▶ [Supplied information]:
** Start **

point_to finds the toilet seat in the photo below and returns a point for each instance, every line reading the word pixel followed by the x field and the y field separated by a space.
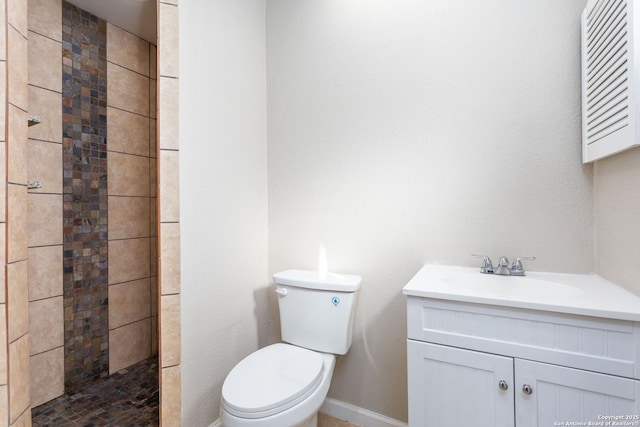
pixel 271 380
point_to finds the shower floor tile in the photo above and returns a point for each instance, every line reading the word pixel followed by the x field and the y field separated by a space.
pixel 126 398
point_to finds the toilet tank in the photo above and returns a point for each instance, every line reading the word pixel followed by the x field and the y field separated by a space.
pixel 317 312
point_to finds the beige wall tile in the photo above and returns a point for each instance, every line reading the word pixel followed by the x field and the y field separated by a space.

** End **

▶ [What is asked]:
Copy the data above, swapping "photo" for "image" everywhere and changing nothing else. Leave the pictures out.

▶ [Written solution]:
point_to finds the toilet seat in the image below and returns a point for each instance, every line reading the word pixel followed by the x field and the y field separated by a space.
pixel 271 380
point_to finds the shower floor tile in the image above and returns a point for each instance, every line reading the word pixel followed by the x field and the y field separated by a space.
pixel 126 398
point_to finds the toilet tank in the image above and returns a point for each instance, every line reading the word pixel followed by the x field and the y field separated by a space.
pixel 317 312
point_to finds the beige wall tile in the image above and returns a point for each instance, every line reading the word pixel followed by the x field and the y field separated by a space.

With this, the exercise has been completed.